> _Information shown_:
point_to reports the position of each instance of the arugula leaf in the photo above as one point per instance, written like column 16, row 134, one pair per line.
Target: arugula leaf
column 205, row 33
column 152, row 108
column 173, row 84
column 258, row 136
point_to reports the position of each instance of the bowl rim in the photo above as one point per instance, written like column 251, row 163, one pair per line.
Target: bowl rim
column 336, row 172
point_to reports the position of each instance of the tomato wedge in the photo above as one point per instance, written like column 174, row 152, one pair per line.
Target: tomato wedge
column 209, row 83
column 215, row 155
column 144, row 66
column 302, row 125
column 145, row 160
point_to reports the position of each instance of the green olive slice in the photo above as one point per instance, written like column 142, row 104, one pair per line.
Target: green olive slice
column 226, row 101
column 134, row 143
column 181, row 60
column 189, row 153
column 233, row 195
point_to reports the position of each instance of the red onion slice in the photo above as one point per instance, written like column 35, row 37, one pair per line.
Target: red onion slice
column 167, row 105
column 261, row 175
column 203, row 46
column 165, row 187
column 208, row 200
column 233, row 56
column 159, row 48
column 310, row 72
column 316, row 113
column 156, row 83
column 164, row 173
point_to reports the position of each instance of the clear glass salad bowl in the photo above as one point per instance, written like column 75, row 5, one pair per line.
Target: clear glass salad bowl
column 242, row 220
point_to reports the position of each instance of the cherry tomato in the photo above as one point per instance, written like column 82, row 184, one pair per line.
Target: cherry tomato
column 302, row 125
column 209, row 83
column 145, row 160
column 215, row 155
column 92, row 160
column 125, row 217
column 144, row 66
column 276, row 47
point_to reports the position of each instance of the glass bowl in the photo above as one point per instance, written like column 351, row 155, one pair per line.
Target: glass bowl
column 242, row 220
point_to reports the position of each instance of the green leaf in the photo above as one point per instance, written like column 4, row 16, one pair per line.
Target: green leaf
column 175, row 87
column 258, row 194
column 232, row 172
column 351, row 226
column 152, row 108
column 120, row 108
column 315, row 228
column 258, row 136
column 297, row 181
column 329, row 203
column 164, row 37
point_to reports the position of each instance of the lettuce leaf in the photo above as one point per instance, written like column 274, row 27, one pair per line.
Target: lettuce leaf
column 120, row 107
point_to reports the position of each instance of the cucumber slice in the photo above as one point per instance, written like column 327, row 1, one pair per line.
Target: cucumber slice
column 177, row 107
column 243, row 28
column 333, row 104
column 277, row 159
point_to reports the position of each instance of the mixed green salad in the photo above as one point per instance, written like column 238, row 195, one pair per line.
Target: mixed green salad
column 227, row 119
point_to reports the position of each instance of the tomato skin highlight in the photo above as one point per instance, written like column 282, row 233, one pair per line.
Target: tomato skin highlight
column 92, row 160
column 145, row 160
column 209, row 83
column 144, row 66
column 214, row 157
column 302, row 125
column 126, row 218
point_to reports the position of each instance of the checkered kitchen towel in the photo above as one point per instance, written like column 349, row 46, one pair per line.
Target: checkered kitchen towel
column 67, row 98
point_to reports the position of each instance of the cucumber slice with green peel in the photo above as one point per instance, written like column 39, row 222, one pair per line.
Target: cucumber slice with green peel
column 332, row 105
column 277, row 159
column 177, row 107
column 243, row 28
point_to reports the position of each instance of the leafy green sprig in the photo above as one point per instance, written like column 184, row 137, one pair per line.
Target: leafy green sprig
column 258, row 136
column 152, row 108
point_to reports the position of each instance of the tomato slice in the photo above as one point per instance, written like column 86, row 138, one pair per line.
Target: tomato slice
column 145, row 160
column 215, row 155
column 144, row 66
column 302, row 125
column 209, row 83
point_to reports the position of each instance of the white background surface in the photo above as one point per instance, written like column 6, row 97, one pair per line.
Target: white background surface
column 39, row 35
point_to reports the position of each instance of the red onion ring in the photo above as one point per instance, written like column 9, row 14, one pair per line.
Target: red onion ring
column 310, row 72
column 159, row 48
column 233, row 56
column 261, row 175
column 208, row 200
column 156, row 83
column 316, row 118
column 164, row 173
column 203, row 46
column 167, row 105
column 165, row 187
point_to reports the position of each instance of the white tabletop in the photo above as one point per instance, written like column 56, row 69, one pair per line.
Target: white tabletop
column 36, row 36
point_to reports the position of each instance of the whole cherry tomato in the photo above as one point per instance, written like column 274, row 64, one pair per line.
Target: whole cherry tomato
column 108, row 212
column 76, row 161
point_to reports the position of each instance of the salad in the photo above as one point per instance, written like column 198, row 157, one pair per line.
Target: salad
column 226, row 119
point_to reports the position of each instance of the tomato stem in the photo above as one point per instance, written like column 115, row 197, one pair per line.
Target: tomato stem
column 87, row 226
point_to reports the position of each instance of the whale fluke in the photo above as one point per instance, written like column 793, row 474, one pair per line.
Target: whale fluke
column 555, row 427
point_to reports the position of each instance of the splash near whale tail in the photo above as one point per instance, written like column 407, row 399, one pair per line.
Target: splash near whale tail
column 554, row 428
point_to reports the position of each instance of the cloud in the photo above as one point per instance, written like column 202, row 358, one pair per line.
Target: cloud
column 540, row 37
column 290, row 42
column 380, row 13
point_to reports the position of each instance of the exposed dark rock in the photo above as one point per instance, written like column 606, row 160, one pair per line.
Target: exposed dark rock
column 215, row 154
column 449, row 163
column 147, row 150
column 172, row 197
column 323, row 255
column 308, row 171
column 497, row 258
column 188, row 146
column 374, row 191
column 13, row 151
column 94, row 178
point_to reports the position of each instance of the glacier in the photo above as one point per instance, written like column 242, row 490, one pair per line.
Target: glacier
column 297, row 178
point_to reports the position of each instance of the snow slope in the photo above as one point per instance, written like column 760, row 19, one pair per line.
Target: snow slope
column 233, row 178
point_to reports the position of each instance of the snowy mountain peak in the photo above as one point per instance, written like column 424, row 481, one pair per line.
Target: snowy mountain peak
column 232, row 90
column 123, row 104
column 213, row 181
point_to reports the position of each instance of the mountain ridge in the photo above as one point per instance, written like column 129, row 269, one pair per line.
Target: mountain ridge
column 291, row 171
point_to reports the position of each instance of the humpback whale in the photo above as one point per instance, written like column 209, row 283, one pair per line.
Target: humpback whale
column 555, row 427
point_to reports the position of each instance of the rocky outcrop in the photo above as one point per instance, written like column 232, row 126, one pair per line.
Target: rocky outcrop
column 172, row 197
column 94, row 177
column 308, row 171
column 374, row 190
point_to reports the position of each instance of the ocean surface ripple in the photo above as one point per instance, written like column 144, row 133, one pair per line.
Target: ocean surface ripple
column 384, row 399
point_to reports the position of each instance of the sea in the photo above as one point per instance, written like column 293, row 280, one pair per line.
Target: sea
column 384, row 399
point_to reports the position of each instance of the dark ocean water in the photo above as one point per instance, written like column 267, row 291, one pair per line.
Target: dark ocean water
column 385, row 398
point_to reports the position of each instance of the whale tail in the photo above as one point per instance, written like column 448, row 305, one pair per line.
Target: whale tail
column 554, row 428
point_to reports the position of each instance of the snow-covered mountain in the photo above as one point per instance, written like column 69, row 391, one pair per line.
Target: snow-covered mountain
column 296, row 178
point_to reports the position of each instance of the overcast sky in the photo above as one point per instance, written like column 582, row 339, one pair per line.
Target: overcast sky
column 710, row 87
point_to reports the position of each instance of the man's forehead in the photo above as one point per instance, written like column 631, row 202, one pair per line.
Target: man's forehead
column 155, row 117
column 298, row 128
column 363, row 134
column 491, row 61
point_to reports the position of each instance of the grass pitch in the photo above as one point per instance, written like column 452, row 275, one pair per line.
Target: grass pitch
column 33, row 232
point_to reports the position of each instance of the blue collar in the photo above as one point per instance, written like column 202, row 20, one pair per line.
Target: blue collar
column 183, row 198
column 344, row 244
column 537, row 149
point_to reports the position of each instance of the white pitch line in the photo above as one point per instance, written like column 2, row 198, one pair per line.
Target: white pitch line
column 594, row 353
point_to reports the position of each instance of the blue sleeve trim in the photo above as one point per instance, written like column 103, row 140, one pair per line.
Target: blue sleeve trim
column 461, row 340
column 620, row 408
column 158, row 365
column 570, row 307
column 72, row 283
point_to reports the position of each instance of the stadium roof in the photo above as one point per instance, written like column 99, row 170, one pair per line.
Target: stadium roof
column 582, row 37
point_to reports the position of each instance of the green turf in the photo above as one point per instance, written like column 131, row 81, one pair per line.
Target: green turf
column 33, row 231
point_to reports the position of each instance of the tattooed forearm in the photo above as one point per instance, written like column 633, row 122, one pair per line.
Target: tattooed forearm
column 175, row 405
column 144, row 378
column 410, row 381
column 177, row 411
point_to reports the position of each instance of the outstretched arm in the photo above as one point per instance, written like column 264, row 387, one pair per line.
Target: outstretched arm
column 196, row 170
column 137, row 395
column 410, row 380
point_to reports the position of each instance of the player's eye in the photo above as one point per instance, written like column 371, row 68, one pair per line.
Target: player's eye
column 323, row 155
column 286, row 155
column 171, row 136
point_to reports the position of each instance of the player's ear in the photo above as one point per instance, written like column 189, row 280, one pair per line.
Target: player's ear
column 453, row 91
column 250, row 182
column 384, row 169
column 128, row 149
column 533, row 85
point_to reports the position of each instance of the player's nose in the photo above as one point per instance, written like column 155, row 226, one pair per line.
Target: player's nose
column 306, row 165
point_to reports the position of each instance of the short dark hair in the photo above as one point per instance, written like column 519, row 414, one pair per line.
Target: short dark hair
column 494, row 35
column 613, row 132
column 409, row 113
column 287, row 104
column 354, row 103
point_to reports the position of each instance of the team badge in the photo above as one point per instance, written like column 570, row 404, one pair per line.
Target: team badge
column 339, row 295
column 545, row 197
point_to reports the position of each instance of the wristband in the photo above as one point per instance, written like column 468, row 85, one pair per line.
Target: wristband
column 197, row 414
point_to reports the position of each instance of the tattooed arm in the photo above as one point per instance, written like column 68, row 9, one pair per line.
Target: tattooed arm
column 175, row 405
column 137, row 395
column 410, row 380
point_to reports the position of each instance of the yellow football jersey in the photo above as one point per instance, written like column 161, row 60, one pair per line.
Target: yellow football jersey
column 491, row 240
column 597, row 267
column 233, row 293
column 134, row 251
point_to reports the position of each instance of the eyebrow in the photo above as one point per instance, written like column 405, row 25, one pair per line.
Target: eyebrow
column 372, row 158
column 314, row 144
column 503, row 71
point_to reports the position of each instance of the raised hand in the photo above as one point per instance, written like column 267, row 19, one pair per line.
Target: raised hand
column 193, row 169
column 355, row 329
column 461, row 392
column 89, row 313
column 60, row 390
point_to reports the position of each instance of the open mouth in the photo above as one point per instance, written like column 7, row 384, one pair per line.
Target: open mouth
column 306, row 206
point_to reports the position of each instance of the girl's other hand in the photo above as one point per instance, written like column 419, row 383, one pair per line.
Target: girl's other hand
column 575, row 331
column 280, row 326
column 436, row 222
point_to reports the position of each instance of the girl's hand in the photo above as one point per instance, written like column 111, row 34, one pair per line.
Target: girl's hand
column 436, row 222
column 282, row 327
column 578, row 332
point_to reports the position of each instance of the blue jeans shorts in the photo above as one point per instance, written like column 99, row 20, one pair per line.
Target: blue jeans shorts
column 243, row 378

> _Directions_: Copy out the items word for word, starting at the line containing "152, one pair per line." and ending at the line containing "column 276, row 47". Include both of those lines.

> _Correct result_:
point_to reports the position of each instance of the tomato wedge in the photo above as one point per instance, written like column 174, row 152, one pair per line.
Target: tomato wedge
column 209, row 83
column 215, row 155
column 144, row 66
column 302, row 125
column 145, row 160
point_to reports the position of each instance of the green olive slice in the photo above as one point per instance, written like column 142, row 104, one pair per line.
Target: green olive slice
column 226, row 101
column 134, row 143
column 181, row 60
column 189, row 153
column 233, row 195
point_to reports the position of each instance of the red onion slice in the photo above as one point per instance, written like column 35, row 37, one pair per line.
Target: red onion slice
column 167, row 105
column 261, row 175
column 203, row 46
column 165, row 187
column 208, row 200
column 233, row 56
column 159, row 48
column 310, row 72
column 316, row 113
column 156, row 83
column 164, row 173
point_to reports the position of each instance of the clear glass salad bowl in the photo above as one point per instance, written like column 75, row 5, one pair per line.
Target: clear glass salad bowl
column 242, row 220
point_to reports the position of each instance of the cherry tomato in the photo above as one point per instance, written like column 82, row 184, one pair per line.
Target: cherry tomato
column 302, row 125
column 209, row 83
column 145, row 160
column 215, row 155
column 92, row 160
column 125, row 217
column 144, row 66
column 276, row 47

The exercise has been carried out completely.